_REQUEST_
Copy all of the rows below word for word, and leave the pictures out.

_DATA IN THIS EXERCISE_
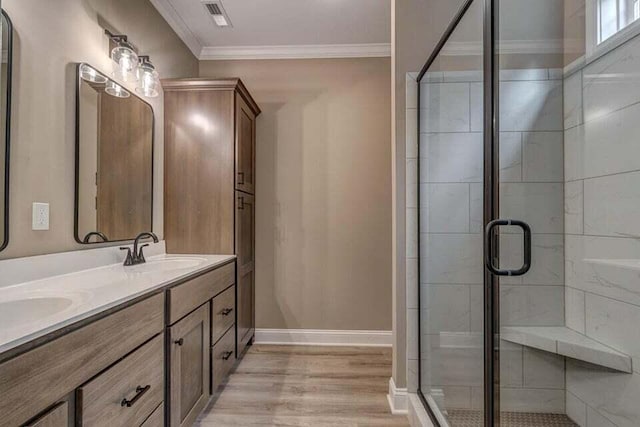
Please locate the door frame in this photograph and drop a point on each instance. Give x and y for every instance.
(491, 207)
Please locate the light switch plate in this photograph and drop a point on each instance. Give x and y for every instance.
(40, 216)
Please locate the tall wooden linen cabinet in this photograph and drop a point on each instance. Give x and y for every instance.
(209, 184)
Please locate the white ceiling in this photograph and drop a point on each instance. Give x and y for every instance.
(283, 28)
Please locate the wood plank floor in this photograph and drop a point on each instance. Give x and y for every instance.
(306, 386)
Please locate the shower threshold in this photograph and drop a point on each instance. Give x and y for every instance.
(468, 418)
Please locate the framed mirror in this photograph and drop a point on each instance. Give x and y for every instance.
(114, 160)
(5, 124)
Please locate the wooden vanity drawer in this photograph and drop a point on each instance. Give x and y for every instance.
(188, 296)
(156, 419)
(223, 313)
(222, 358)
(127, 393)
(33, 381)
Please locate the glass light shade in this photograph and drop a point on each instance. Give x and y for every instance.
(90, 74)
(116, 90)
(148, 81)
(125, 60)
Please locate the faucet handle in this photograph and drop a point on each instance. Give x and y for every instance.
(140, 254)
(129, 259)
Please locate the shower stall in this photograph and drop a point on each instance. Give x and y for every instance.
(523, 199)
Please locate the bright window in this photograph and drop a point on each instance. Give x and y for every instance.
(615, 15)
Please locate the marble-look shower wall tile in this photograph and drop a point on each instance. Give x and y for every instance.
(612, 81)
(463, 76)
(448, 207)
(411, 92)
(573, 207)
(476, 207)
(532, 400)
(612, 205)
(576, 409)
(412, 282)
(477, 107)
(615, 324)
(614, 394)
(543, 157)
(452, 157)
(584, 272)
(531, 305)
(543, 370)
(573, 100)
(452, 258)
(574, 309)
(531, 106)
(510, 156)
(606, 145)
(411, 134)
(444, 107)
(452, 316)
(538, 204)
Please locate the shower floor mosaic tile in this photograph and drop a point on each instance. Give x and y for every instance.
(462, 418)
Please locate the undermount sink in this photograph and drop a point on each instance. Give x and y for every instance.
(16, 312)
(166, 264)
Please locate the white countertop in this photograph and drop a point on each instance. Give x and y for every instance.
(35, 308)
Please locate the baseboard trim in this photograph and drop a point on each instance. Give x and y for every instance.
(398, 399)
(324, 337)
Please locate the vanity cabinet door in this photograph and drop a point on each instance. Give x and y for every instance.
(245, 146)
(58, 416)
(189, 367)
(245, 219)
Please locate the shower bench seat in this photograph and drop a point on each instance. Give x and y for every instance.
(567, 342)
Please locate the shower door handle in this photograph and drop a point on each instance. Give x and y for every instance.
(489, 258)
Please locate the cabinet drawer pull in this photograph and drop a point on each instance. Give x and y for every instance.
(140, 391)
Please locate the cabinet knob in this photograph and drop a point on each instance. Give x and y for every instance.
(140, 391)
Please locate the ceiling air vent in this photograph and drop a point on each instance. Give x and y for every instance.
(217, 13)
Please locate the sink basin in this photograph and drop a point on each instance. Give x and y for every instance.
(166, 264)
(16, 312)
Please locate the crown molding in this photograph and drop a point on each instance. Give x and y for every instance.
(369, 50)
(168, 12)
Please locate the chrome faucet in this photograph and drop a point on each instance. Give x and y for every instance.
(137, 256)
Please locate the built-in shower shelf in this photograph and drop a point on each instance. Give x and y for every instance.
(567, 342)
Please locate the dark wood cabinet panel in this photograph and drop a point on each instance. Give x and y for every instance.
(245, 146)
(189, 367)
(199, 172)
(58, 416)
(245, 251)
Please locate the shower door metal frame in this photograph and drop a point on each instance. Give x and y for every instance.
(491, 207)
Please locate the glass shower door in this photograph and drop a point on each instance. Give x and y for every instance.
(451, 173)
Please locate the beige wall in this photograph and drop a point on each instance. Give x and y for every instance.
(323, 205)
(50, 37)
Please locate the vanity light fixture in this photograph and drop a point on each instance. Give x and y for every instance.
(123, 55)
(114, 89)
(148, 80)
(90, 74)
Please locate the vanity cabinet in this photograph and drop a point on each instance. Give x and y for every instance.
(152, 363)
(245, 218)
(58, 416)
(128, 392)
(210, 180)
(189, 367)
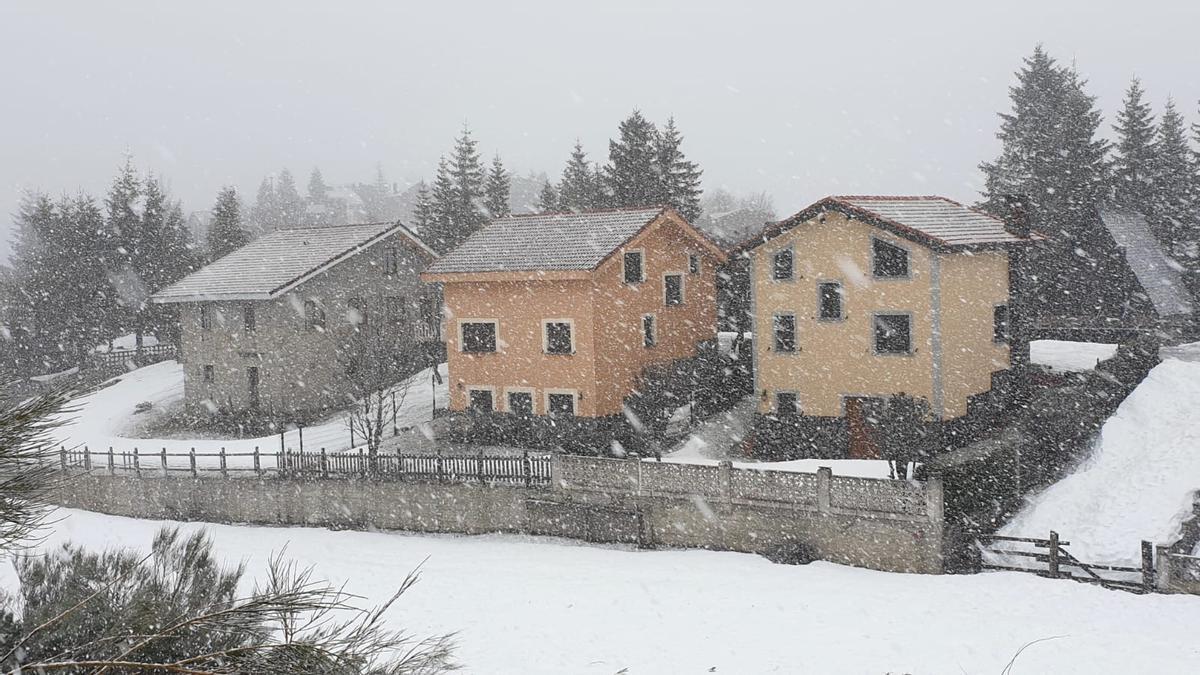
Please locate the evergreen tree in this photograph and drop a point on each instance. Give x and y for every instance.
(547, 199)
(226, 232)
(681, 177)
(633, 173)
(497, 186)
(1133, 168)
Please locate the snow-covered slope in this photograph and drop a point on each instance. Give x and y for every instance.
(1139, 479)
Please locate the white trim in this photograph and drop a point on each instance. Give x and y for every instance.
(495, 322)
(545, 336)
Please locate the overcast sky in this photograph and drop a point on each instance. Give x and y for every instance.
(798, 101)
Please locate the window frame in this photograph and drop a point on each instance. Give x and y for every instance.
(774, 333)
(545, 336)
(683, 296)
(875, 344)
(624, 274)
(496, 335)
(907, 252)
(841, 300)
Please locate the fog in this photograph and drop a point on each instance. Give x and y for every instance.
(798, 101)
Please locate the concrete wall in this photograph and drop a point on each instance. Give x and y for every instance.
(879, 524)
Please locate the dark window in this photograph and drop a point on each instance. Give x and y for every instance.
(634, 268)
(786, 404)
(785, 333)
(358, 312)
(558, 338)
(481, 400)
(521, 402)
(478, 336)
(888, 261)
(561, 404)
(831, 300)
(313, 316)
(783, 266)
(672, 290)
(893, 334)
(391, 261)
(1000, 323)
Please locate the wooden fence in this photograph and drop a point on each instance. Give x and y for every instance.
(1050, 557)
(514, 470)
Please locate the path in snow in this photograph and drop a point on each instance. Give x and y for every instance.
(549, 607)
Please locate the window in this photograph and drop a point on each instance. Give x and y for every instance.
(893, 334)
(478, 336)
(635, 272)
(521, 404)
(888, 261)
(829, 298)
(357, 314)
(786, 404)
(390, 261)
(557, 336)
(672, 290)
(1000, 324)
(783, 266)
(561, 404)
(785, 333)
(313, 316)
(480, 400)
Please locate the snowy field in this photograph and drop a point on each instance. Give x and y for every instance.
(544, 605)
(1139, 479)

_ANSWER BELOW_
Please locate the door frame in this photograph and drop a point on each instance. Give x and y for every instance.
(491, 207)
Please locate the light switch plate in this photograph and drop a point on each instance. Give x and y for every instance.
(40, 216)
Please locate the tall wooden linen cabinet in this photograph and drop a point on each instance. Give x and y for every instance.
(209, 184)
Please locate the white ceiling in this photograph and drop a point on each instance. Give x and y for every instance.
(283, 28)
Please locate the wood plank floor in this photograph and drop a point on each instance. Give x and y for every instance.
(306, 386)
Please locate the shower threshold in this photograph and drop a point on each instance. Give x and y for every instance.
(468, 418)
Please locate the framed mirror in this photograph and drop a point on each instance. Give x and y for every instance.
(114, 160)
(5, 124)
Please locate the wooden vanity drawer in this photograph and drop a point on each instance. Give x and y for every instance.
(188, 296)
(156, 419)
(223, 313)
(222, 358)
(127, 393)
(33, 381)
Please locate the glass light shade in this photograph and drop a point on each instance. Give x and y for every instance.
(90, 74)
(116, 90)
(148, 81)
(125, 60)
Please locate the faucet handle in this photograph and drop a point on each instance. Give x and y for every instance.
(140, 254)
(129, 259)
Please locate the shower stall in this photograph and drop a point on each instance. Give x and y for every instance.
(523, 199)
Please locate the bright window in this photograph and drop a point on each instance. Give x and y for every instance.
(615, 15)
Please locate the marble-look shower wall tile in this photograph and drop a point on each instance. Give x and y for every instance.
(612, 81)
(463, 76)
(448, 207)
(411, 92)
(573, 207)
(476, 207)
(532, 400)
(612, 205)
(576, 409)
(412, 282)
(477, 107)
(615, 324)
(614, 394)
(543, 157)
(452, 157)
(584, 272)
(531, 305)
(543, 370)
(573, 100)
(452, 258)
(574, 309)
(531, 106)
(510, 156)
(606, 145)
(411, 134)
(444, 107)
(452, 316)
(538, 204)
Please locate the shower floor mosaic tile in this photograph and drop a point on each instance. Give x and y for every instance.
(462, 418)
Please locate the undermount sink in this photograph and drop a point on each instance. Give x and y for every instance.
(16, 312)
(166, 264)
Please locate the white countertop in this photograph and drop a point on each instance. Give x and y for every instance.
(35, 308)
Please locate the baseboard trim in this photograph and drop a point on each instance. Give x and y for every instance.
(398, 399)
(324, 337)
Please locate the vanity cabinet door in this photograph and drop a point on each instance. Give x and y for every instance.
(245, 146)
(58, 416)
(189, 367)
(245, 219)
Please locate the shower bench seat in this photograph and drop a point on each instance. Give x and y for every instance.
(567, 342)
Please locate the shower door handle in this photograph and drop a point on each instance. Give x and y for every instance.
(489, 258)
Please locate the cabinet drawer pull in this photograph and drop a point on each instance. Give x and y for every instance.
(140, 391)
Please locate the cabinet knob in this photograph and drop a point on each instance. Give x and y for every instance.
(140, 391)
Please locate the ceiling air vent in this photograph and drop a point on each instance. Give x and y for every instance.
(217, 13)
Please locate the sink basin in this photograph and drop a point on each instance. Give x and y for every instance.
(166, 264)
(16, 312)
Please locate the crown molding in this photograph and drop a point on each instance. Give x and y for every instance.
(369, 50)
(168, 12)
Please locate the chrome faucet in this photograph and drop a point on each instance. Give x and y for every instance.
(137, 256)
Please locate the built-in shower shelf in this photograph and drop a point on each instance. Give x and y for every instance.
(567, 342)
Please locate the dark wood cabinet panel in this photograph and drop a point on each instance. Give x and y for every instance.
(245, 146)
(189, 367)
(199, 172)
(58, 416)
(245, 251)
Please locate the shower door metal frame in this photograph and drop a point on each instance. Give x and y for every instance.
(491, 207)
Please locate the glass shower door in this photograph and drop a point on each instance. Give x and y for every instance.
(451, 173)
Please locate the beige wall in this photograph and drop a point on each instance. Give x and y for every instance.
(323, 205)
(50, 37)
Please locate the vanity light fixture in this photograph and drop a point on each instance. Give x and y for every instance.
(123, 55)
(114, 89)
(148, 80)
(90, 74)
Please locate the vanity cabinet in this photograph and drop a point on each instance. Give x and y for every instance.
(152, 363)
(245, 218)
(58, 416)
(128, 392)
(210, 180)
(189, 367)
Please locate the evergreen tree in this photograph and drop a point on each instance. Give x and y for every instance.
(547, 199)
(226, 232)
(681, 177)
(633, 173)
(497, 186)
(1133, 168)
Please locate the snow-covered slope in this photograph and drop a point on each instance. Give x and y for every instance.
(1139, 479)
Please locate the white trim in this photograph and drop a point on each instance. Give x and y for every instance.
(495, 322)
(545, 336)
Please locate the overcast sky in this photograph and drop a point on each instance. Give x and y for every instance.
(798, 101)
Please locate the window frame in this photograph and drop a point on each instance. Give x and y for every instance.
(774, 333)
(545, 336)
(683, 296)
(875, 344)
(624, 274)
(496, 335)
(907, 252)
(841, 300)
Please locate the fog in this photograph and drop a point on each instance. Give x and y for every instance.
(798, 101)
Please locate the concrete wall in this photograph and drop a point on each instance. Give x and y for every instance.
(879, 524)
Please locate the dark window in this photograph and drop a point on each instance. Give x and y for every instance.
(634, 268)
(786, 404)
(785, 333)
(358, 312)
(558, 338)
(481, 400)
(521, 402)
(478, 336)
(888, 261)
(561, 404)
(831, 300)
(313, 316)
(783, 266)
(672, 290)
(893, 334)
(391, 261)
(1000, 323)
Please locate the wooden fence in this photograph and drop a point on each instance. Give x and y for every instance.
(1050, 557)
(514, 470)
Please locate the path in snow in this photograph and drop a point on each instance. Give x and y for every instance.
(549, 607)
Please locate the window in this photograph and drop a point on each instance. Give x and y for every instance.
(893, 334)
(478, 336)
(635, 272)
(521, 404)
(888, 261)
(829, 298)
(357, 314)
(786, 404)
(390, 261)
(557, 336)
(672, 290)
(1000, 324)
(783, 266)
(561, 404)
(785, 333)
(313, 316)
(480, 400)
Please locate the snowy field in this photograph and drop a point on each instance. Give x and y for every instance.
(544, 605)
(1139, 479)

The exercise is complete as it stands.